_STATED EXERCISE_
Put the lines of the material below into a Markdown table with the columns Row and Text, starting with the first line of the material and going on through the line that contains "[0,574,38,625]". Number each line in the Row column, put the line itself in the Text column, and leave out any blank lines.

_DATA SHOWN_

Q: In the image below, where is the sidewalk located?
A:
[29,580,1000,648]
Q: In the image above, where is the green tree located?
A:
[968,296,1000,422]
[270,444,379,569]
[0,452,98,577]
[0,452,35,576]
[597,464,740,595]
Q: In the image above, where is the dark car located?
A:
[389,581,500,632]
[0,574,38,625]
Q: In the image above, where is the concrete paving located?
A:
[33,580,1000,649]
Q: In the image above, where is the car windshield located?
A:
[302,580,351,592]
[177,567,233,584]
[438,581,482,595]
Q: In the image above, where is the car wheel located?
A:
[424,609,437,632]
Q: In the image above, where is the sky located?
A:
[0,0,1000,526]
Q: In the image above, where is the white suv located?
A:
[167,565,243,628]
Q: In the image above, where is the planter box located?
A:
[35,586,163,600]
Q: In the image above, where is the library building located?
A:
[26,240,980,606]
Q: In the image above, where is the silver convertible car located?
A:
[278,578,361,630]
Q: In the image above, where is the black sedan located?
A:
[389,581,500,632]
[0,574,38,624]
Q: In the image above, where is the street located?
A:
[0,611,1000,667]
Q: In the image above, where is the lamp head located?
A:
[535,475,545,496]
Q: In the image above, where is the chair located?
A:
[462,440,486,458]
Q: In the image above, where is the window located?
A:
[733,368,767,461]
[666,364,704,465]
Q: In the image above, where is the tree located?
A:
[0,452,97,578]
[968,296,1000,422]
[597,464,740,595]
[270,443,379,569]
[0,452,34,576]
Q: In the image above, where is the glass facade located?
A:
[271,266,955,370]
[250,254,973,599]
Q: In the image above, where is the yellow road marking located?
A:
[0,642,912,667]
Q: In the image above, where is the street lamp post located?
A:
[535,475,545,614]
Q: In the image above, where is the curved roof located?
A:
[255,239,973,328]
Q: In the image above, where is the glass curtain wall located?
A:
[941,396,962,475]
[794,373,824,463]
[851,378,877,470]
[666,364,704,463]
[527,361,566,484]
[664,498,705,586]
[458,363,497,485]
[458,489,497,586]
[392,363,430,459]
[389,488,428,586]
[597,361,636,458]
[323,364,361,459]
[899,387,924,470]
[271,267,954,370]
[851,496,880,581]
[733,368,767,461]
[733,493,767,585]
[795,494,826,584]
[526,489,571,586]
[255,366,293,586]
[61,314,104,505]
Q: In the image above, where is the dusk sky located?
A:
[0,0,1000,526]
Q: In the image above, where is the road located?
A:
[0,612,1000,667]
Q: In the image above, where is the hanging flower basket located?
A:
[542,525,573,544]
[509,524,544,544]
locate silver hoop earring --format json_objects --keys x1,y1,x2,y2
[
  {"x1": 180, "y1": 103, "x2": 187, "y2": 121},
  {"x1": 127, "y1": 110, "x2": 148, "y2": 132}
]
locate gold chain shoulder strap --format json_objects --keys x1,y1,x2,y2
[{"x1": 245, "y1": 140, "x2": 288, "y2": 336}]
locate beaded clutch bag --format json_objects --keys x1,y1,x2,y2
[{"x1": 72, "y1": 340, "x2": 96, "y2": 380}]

_THE ANSWER_
| Row | Text |
|---|---|
| 1 | Q: In the image below, where is the sidewalk located? |
| 2 | A: |
| 3 | [29,580,1000,648] |
| 4 | Q: In the image above, where is the green tree located? |
| 5 | A: |
| 6 | [968,296,1000,422] |
| 7 | [270,444,379,569] |
| 8 | [0,452,98,577] |
| 9 | [0,452,35,576] |
| 10 | [597,464,740,595] |
| 11 | Q: In the image above, where is the dark car located? |
| 12 | A: |
| 13 | [389,581,500,632] |
| 14 | [0,574,38,625] |